Metin Bölümü
%%
Yine senin bütün hücrelerinden oluşturduğu 'network'ün içinde hadsiz protokollerle o hücreleri konuşturduğu gibi, madem ki, senin de diğer insanlarla türlü dillerde ve protokollerde konuşabilmen için gerekli donanımı yanına vermiştir, öylece de gördürüyor, konuşturuyor ve dinletiyor.

Ve madem ki, sen, etrafındaki bütün cisimlerden haber alasın diye ışık, ses gibi türlü medyayı hazırlamış kullandırıyor. Sen bunları keşfeder, kullanır fakat bir yenisini ekleyemezsin, o halde öyle büyük bir 'network' uzmanı zât vardır ki, senin her türlü ihtiyacını bilir, ona göre teçhizatını verir.

Senin 'network'çülüğün ancak onun, sonsuz ilminden sana verdigi bir küçük parça ve bir büyük nimettir.
%%
Belirtilen Amaç
Metindeki "Yine senin bütün" ile "bir büyük nimettir." arasındaki kısmı, iki uç da dahil olmak üzere yeniden yaz ve geçen "türlü medyayı" ifadesini "çeşitli araçları" olarak değiştir. Bu girdiler başka bir kaynaktan alınmıştır.

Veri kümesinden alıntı
%%
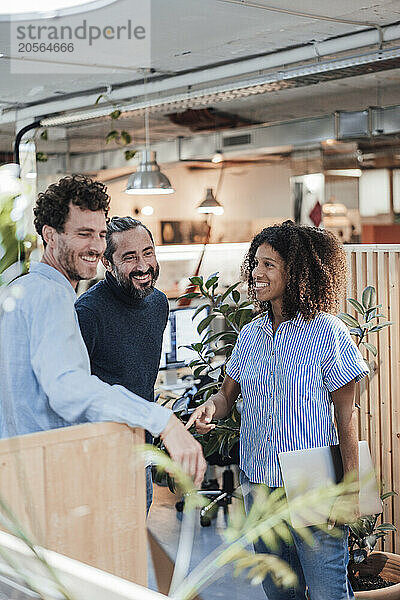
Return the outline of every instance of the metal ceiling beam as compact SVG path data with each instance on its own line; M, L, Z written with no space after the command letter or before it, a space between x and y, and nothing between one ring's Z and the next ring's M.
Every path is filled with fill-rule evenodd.
M400 25L389 25L383 28L384 42L393 42L400 38ZM145 94L149 97L164 98L165 96L180 94L193 94L204 92L205 84L207 87L216 86L218 82L230 81L239 77L254 77L254 74L260 76L272 69L278 70L285 65L294 65L300 62L314 61L311 66L318 65L321 57L338 55L343 52L359 50L367 46L376 45L379 47L380 39L376 29L365 30L362 32L344 35L338 38L328 39L318 44L310 43L298 48L291 48L266 54L257 58L244 59L219 66L210 66L194 72L166 77L155 81L149 81L146 89L143 83L120 87L112 92L114 102L127 101L132 97L144 98ZM372 52L374 54L374 52ZM228 84L229 85L229 84ZM57 113L65 113L77 110L83 107L93 107L98 93L88 93L69 99L60 98L25 109L19 109L18 118L37 118L49 116ZM137 103L139 106L140 103ZM141 102L143 104L143 102ZM16 113L13 110L4 110L0 116L0 123L12 122L16 119Z

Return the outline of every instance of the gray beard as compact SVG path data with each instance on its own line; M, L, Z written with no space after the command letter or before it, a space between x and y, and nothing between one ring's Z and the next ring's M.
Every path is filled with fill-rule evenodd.
M115 279L117 280L118 285L120 285L122 287L122 289L124 289L125 292L127 292L127 294L129 294L129 296L132 298L132 300L143 300L144 298L147 298L147 296L149 296L150 294L152 294L154 292L154 285L158 278L158 269L154 273L154 277L153 277L153 281L151 282L151 285L144 287L144 288L136 287L132 283L132 280L130 277L128 279L126 279L125 277L121 277L115 268L113 268L113 275L114 275Z

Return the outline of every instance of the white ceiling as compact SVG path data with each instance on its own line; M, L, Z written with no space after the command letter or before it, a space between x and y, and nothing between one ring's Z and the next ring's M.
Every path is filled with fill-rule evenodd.
M192 78L193 84L196 84L202 77L205 85L207 70L219 65L224 65L220 68L222 72L229 68L230 79L234 79L235 69L239 73L245 60L310 45L312 42L316 42L314 60L317 61L319 44L326 40L333 40L334 43L338 36L364 31L371 24L384 27L400 21L398 0L269 2L273 4L254 0L253 4L260 5L254 7L246 5L246 1L235 4L223 0L151 0L151 63L142 66L154 69L149 78L157 81L163 78L165 87L170 79L172 81L177 74L184 73L188 74L186 82ZM274 7L359 24L285 14L271 10ZM112 5L112 10L118 11L121 20L131 15L131 9L132 0L117 0ZM111 8L99 10L104 10L106 18L106 11ZM32 120L35 111L37 114L45 114L47 110L50 113L63 111L70 106L71 96L82 99L74 99L75 107L93 107L93 98L107 86L118 90L111 92L111 98L113 94L118 94L118 98L123 99L124 89L118 89L118 86L143 80L142 72L137 69L126 68L123 72L116 72L116 69L108 68L101 73L95 72L93 62L87 61L85 56L79 57L80 62L86 64L84 73L68 73L65 66L60 65L58 73L13 74L10 73L12 53L9 38L9 25L0 22L0 53L4 54L0 58L2 151L11 149L16 118ZM400 40L391 42L392 47L396 45L400 46ZM101 59L99 57L98 62L102 62ZM121 63L129 64L129 56L121 59ZM285 66L282 64L282 68ZM132 89L135 88L127 86L126 100L132 101ZM236 112L258 122L275 122L327 114L335 110L360 110L369 105L399 103L400 69L392 69L219 103L215 108ZM135 115L124 120L124 128L134 135L137 143L143 140L142 121L141 116ZM152 115L151 128L155 140L190 135L186 128L172 125L163 114ZM83 152L101 149L104 146L104 133L108 129L108 123L71 127L68 136L76 144L72 150Z

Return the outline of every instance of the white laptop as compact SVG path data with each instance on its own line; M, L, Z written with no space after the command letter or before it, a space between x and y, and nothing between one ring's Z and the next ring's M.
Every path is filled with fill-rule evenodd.
M361 516L382 512L382 501L376 483L374 467L365 441L358 442ZM329 484L339 483L343 478L343 464L339 446L324 446L306 450L293 450L278 454L286 497L289 504L306 492ZM317 525L327 521L332 501L301 516L290 511L293 527Z

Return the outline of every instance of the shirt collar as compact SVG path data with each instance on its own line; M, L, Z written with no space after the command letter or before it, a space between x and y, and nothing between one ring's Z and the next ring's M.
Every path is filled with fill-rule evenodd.
M61 285L63 285L70 294L72 294L74 297L76 296L75 290L68 281L68 279L54 267L46 265L46 263L42 262L31 263L29 267L29 272L39 273L39 275L43 275L47 279L51 279L52 281L57 281L58 283L61 283Z
M295 325L296 327L299 327L300 329L302 329L305 326L304 317L300 312L298 312L297 315L293 319L289 319L289 321L285 321L285 323L293 323L293 325ZM270 318L268 312L261 315L260 317L256 318L255 325L256 325L256 327L262 327L263 329L265 329L265 331L267 331L267 333L272 334L272 321L271 321L271 318Z

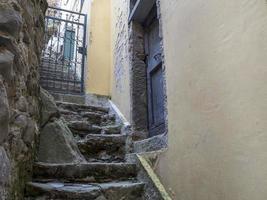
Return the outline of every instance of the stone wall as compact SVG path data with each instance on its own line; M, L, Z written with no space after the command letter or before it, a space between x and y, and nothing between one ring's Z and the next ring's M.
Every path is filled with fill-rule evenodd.
M45 0L0 0L0 197L23 199L39 121Z

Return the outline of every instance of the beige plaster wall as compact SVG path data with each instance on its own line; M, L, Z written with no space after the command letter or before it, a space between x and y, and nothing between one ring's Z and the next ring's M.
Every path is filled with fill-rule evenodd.
M111 97L130 121L129 0L111 0Z
M162 0L169 150L179 200L267 199L267 3Z
M110 95L111 0L93 0L86 70L86 93Z

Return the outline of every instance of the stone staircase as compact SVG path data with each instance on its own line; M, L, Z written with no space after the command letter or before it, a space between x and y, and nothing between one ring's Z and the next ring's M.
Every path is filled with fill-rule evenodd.
M137 166L125 159L128 136L109 109L64 102L57 107L86 161L36 162L25 200L143 200Z

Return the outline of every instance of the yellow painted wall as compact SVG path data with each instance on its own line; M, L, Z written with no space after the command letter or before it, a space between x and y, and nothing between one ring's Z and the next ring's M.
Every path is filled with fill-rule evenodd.
M90 13L86 93L110 95L111 0L93 0Z
M129 120L127 2L112 0L111 93ZM162 182L175 200L266 200L266 0L161 0L161 14Z
M267 199L266 0L162 0L177 200Z
M130 121L128 0L111 0L111 98Z

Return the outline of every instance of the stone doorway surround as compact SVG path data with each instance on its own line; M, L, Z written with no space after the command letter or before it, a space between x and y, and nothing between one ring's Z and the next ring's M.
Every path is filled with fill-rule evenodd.
M129 53L130 53L130 94L131 94L131 124L133 128L133 139L136 141L144 140L155 141L155 138L148 139L148 108L147 108L147 77L146 77L146 51L145 51L145 27L144 22L149 11L154 5L157 5L157 15L160 23L160 37L162 39L162 21L160 14L160 0L142 1L131 0L129 14ZM162 52L163 40L161 42ZM167 146L167 94L166 94L166 75L163 60L163 78L164 78L164 115L166 131L163 135L156 136L162 148ZM157 149L157 148L156 148ZM140 151L140 150L139 150Z

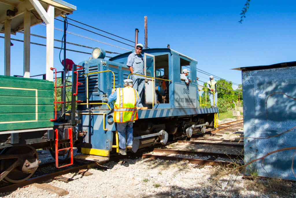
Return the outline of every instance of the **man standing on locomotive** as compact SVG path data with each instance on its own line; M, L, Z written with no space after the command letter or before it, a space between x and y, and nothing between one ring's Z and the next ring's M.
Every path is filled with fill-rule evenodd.
M108 102L111 102L116 100L114 105L113 119L117 123L120 147L119 152L121 155L126 155L126 144L127 148L132 147L133 123L133 121L138 120L137 105L140 100L138 92L133 88L133 80L126 79L123 82L124 88L112 89Z
M189 80L186 76L188 76L189 72L190 72L187 69L184 69L182 70L182 73L180 74L180 78L181 80L185 80L185 83L187 85L189 85L189 83L191 82L190 80Z
M144 75L144 61L141 54L144 45L138 43L136 46L136 51L129 55L126 65L128 67L131 73ZM131 79L133 81L133 88L138 91L140 99L138 107L141 109L147 109L147 107L143 107L141 100L144 98L144 77L136 75L132 75Z
M210 98L210 102L211 103L211 107L214 107L213 99L215 101L215 106L217 106L217 82L213 79L214 77L210 76L210 80L207 82L207 86L209 88L209 97Z

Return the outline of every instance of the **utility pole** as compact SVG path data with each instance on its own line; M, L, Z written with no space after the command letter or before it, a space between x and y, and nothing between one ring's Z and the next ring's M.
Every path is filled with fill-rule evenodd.
M135 49L137 47L137 44L138 44L138 34L139 33L139 30L136 28L135 30Z
M145 49L147 49L148 48L148 41L147 41L147 16L145 16L144 17L144 22L145 24L144 25L144 28L145 29Z

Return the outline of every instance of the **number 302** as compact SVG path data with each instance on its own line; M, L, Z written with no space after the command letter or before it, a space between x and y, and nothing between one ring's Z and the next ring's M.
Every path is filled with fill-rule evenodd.
M185 88L183 88L183 93L189 94L189 90Z

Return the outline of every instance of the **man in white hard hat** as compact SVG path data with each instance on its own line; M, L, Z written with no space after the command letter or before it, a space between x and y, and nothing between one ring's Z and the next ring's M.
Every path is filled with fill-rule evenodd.
M141 43L138 43L136 46L136 51L132 53L128 57L126 65L129 69L131 73L144 75L144 59L141 54L144 46ZM141 102L139 106L141 109L147 109L147 107L143 107L141 101L143 99L145 79L143 76L132 75L131 79L133 81L133 88L138 91L141 99Z
M210 80L207 82L207 86L208 88L209 97L211 103L211 107L214 107L215 102L215 107L217 106L217 82L214 80L214 77L210 76Z
M181 80L185 81L185 83L187 85L189 85L189 83L191 81L189 80L187 77L187 76L188 75L190 72L187 69L184 69L182 70L182 73L180 74L180 78Z
M108 102L111 102L116 100L113 119L114 122L117 123L120 147L119 153L126 155L126 147L127 148L132 148L133 123L138 120L137 105L139 100L138 92L133 88L133 80L126 79L123 82L124 88L112 89Z

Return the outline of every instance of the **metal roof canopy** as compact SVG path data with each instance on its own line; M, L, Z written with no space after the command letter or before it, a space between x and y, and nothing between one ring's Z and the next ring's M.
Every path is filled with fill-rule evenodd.
M52 81L50 68L53 67L54 18L72 14L76 9L62 0L0 0L0 33L5 34L4 75L10 75L10 34L23 31L24 77L30 77L30 28L44 22L46 26L46 79ZM10 16L7 14L8 10L12 11Z
M296 66L296 61L277 63L269 65L261 65L250 67L239 67L238 68L231 69L240 70L242 72L246 72L247 71L253 71L261 69L267 69L275 68L292 67L294 66Z

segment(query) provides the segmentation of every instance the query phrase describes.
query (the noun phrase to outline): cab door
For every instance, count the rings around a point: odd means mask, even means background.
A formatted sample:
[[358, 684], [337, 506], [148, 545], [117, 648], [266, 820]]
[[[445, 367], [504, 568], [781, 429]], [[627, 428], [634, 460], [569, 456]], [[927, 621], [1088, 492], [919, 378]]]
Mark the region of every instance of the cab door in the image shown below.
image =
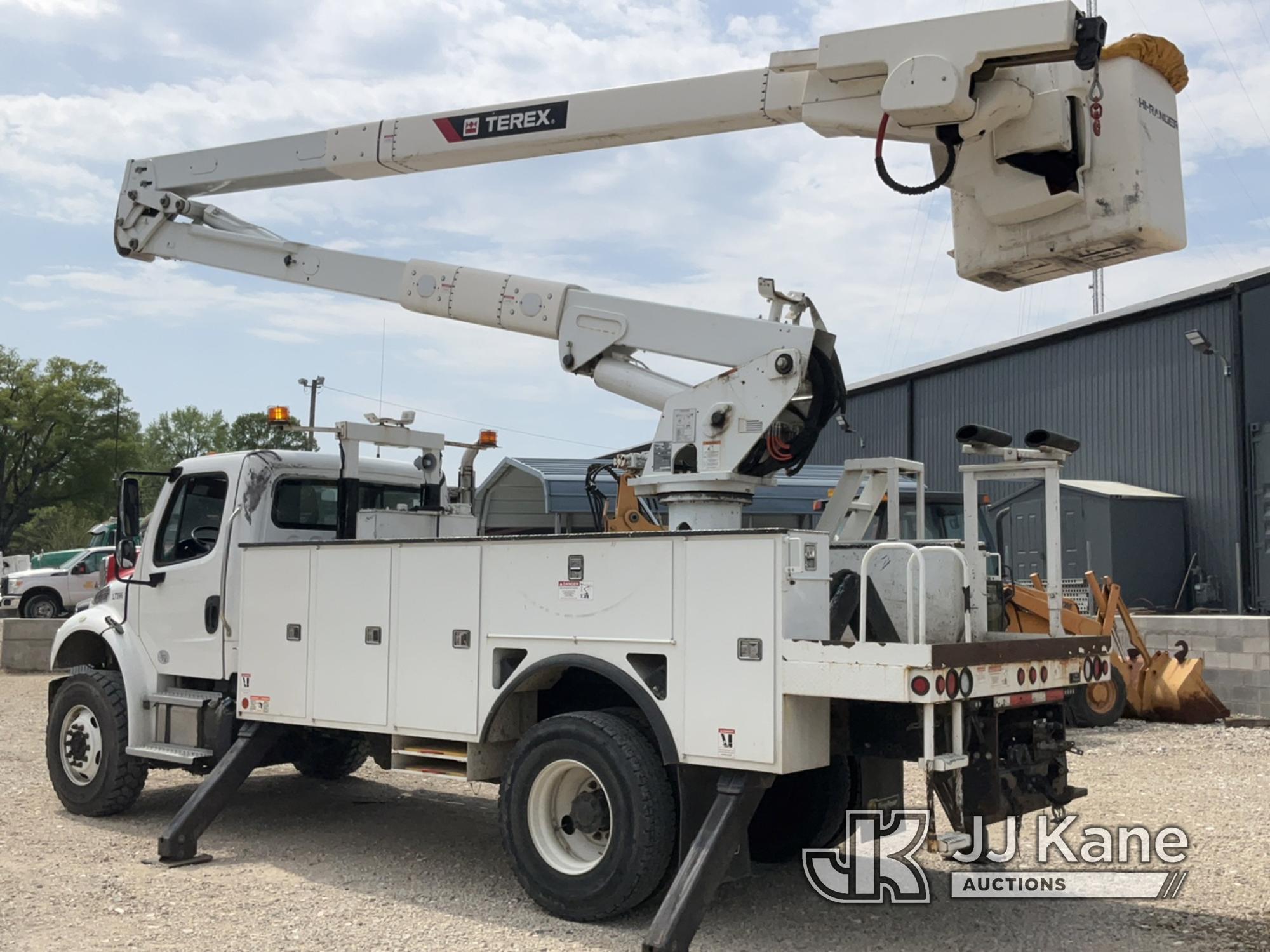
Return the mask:
[[141, 581], [130, 585], [130, 618], [160, 674], [224, 678], [221, 562], [225, 550], [225, 472], [177, 479], [142, 542]]

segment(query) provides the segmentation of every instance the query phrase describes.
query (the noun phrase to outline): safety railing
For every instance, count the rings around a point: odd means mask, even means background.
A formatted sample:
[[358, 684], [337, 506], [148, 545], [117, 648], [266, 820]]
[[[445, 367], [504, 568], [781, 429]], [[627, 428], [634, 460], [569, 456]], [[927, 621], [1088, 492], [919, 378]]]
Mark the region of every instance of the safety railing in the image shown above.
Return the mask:
[[922, 546], [912, 542], [879, 542], [871, 546], [860, 560], [860, 641], [869, 638], [869, 564], [880, 551], [899, 550], [908, 552], [904, 566], [904, 604], [908, 617], [907, 644], [913, 644], [913, 565], [917, 565], [917, 644], [926, 644], [926, 556], [931, 552], [950, 553], [961, 564], [961, 598], [965, 630], [964, 641], [970, 641], [970, 565], [965, 553], [954, 546]]

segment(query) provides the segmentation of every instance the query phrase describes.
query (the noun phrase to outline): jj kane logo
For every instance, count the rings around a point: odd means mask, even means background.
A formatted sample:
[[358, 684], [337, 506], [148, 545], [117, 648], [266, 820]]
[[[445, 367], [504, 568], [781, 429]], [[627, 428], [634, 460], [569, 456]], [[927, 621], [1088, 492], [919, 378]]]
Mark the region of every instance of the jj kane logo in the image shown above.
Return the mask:
[[433, 119], [447, 142], [469, 142], [497, 136], [521, 136], [526, 132], [563, 129], [569, 124], [569, 100], [513, 105], [483, 113], [465, 113]]
[[[848, 810], [846, 820], [846, 852], [803, 850], [803, 872], [812, 889], [831, 902], [931, 901], [926, 872], [913, 859], [927, 839], [927, 811]], [[994, 850], [982, 819], [975, 817], [964, 848], [952, 858], [963, 863], [988, 861], [991, 867], [952, 872], [950, 897], [1175, 899], [1181, 892], [1187, 873], [1177, 864], [1190, 847], [1185, 830], [1166, 826], [1152, 834], [1144, 826], [1086, 826], [1077, 839], [1074, 821], [1067, 816], [1052, 825], [1048, 816], [1038, 815], [1035, 861], [1041, 868], [1005, 869], [1001, 864], [1020, 857], [1017, 828], [1006, 823], [1005, 848]], [[1140, 868], [1152, 861], [1172, 868]], [[1076, 863], [1086, 868], [1072, 869]], [[1118, 866], [1121, 868], [1114, 868]], [[1126, 866], [1137, 868], [1123, 868]]]
[[930, 902], [926, 871], [913, 859], [930, 821], [925, 810], [848, 810], [855, 849], [804, 849], [803, 872], [831, 902]]

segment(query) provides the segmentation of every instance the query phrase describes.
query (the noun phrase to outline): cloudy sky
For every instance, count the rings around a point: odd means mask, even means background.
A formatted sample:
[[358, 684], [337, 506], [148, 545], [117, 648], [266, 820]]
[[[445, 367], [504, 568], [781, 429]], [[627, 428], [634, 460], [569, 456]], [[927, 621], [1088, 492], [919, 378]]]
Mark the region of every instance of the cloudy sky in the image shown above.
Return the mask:
[[[552, 341], [196, 265], [121, 260], [124, 161], [382, 117], [762, 66], [822, 33], [1010, 0], [0, 0], [0, 341], [105, 363], [142, 415], [290, 402], [319, 423], [419, 411], [455, 439], [592, 456], [654, 415], [561, 373]], [[1107, 307], [1270, 264], [1270, 0], [1104, 0], [1113, 38], [1186, 53], [1190, 246], [1106, 274]], [[1088, 279], [956, 279], [947, 193], [881, 185], [871, 143], [795, 126], [226, 195], [296, 240], [433, 258], [742, 315], [758, 275], [809, 292], [848, 380], [1090, 311]], [[899, 178], [925, 151], [889, 151]], [[451, 461], [453, 462], [453, 461]], [[493, 459], [485, 461], [488, 470]]]

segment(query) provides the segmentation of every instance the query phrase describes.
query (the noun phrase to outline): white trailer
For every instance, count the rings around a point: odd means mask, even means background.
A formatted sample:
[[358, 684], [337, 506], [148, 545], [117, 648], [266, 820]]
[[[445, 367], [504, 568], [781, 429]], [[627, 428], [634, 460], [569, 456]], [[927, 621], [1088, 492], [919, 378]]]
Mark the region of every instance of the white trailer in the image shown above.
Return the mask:
[[[180, 864], [204, 858], [199, 835], [264, 763], [330, 777], [370, 754], [497, 781], [513, 868], [554, 914], [616, 915], [673, 877], [654, 949], [686, 947], [751, 856], [796, 857], [838, 843], [847, 809], [900, 806], [906, 760], [954, 828], [931, 849], [958, 848], [975, 817], [1064, 810], [1083, 790], [1068, 782], [1062, 699], [1106, 677], [1106, 638], [989, 632], [972, 598], [979, 550], [908, 546], [916, 608], [880, 644], [865, 608], [856, 630], [832, 617], [828, 534], [738, 528], [754, 487], [795, 472], [842, 419], [834, 336], [805, 294], [759, 279], [770, 314], [749, 320], [315, 248], [196, 197], [803, 122], [875, 136], [879, 174], [906, 194], [883, 142], [931, 143], [939, 174], [916, 190], [952, 190], [960, 273], [1019, 287], [1185, 242], [1176, 129], [1147, 126], [1173, 93], [1135, 60], [1100, 63], [1104, 36], [1100, 18], [1048, 3], [831, 34], [723, 76], [130, 161], [124, 256], [556, 339], [565, 372], [660, 411], [631, 485], [669, 531], [464, 536], [470, 515], [439, 494], [444, 440], [400, 426], [337, 428], [333, 539], [272, 539], [279, 484], [258, 454], [230, 454], [168, 475], [136, 551], [124, 479], [118, 557], [135, 574], [53, 649], [55, 666], [80, 665], [50, 692], [62, 802], [114, 812], [154, 767], [210, 770], [160, 838]], [[1140, 122], [1139, 102], [1153, 110]], [[723, 371], [690, 386], [640, 352]], [[419, 451], [417, 512], [361, 512], [367, 442]], [[922, 609], [939, 598], [923, 584], [933, 557], [961, 566], [949, 590], [964, 625], [942, 642]]]

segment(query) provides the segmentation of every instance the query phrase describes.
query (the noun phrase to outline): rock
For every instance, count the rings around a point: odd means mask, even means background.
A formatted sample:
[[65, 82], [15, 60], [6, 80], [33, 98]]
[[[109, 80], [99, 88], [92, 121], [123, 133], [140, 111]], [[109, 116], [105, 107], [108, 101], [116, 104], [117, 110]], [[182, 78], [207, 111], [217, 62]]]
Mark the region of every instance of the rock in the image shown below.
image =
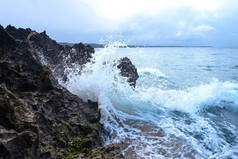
%%
Nihai Sonuç
Yine senin bütün hücrelerinden oluşturduğu 'network'ün içinde hadsiz protokollerle o hücreleri konuşturduğu gibi, madem ki, senin de diğer insanlarla türlü dillerde ve protokollerde konuşabilmen için gerekli donanımı yanına vermiştir, öylece de gördürüyor, konuşturuyor ve dinletiyor.

Ve madem ki, sen, etrafındaki bütün cisimlerden haber alasın diye ışık, ses gibi çeşitli araçları hazırlamış kullandırıyor. Sen bunları keşfeder, kullanır fakat bir yenisini ekleyemezsin, o halde öyle büyük bir 'network' uzmanı zât vardır ki, senin her türlü ihtiyacını bilir, ona göre teçhizatını verir.

Senin 'network'çülüğün ancak onun, sonsuz ilminden sana verdigi bir küçük parça ve bir büyük nimettir.